Problem requirements
Extract each line of the listing below that contains the string "photo", treating uppercase and lowercase as different.

Data provided
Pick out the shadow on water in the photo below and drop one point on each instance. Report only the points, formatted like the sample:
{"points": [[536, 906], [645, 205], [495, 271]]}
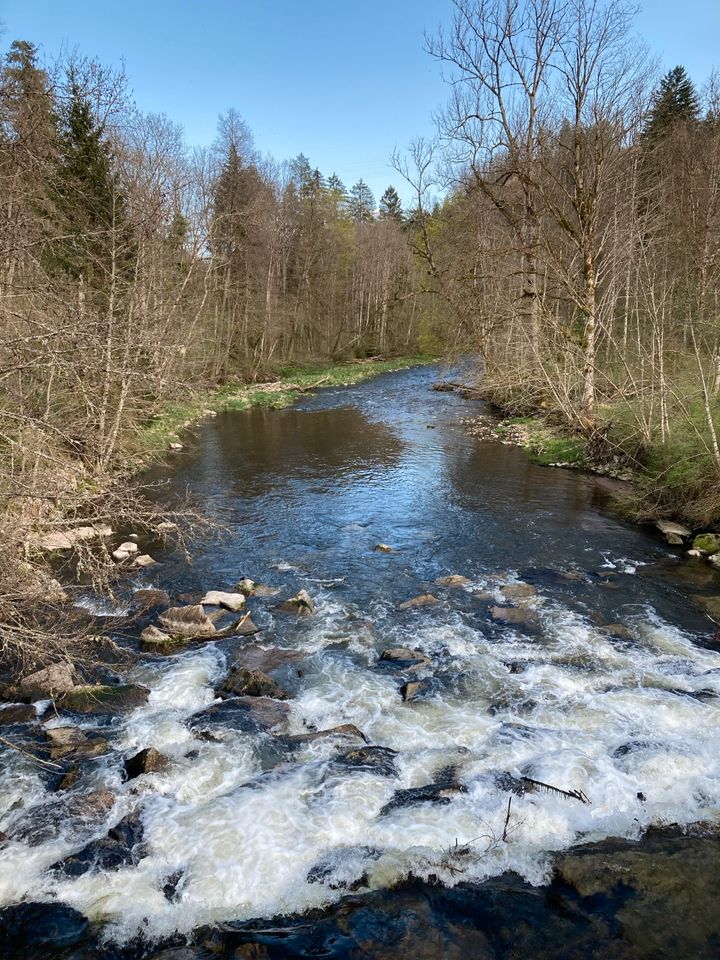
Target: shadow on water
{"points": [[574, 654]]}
--
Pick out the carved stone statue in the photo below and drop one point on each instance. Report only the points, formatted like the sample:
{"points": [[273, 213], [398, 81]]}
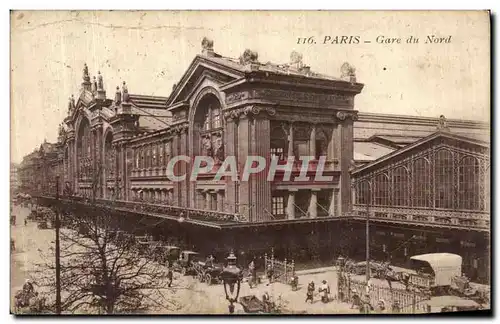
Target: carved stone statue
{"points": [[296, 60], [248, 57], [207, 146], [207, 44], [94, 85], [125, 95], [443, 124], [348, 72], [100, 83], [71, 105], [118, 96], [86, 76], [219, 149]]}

Response to this exercise
Pick out the shadow on water in the photo below and drop one point on each instance. Report only the points, formatted like the sample:
Pick out the carved stone statue in the photo below and drop one point on each instance. Report only the points, formatted like the sample:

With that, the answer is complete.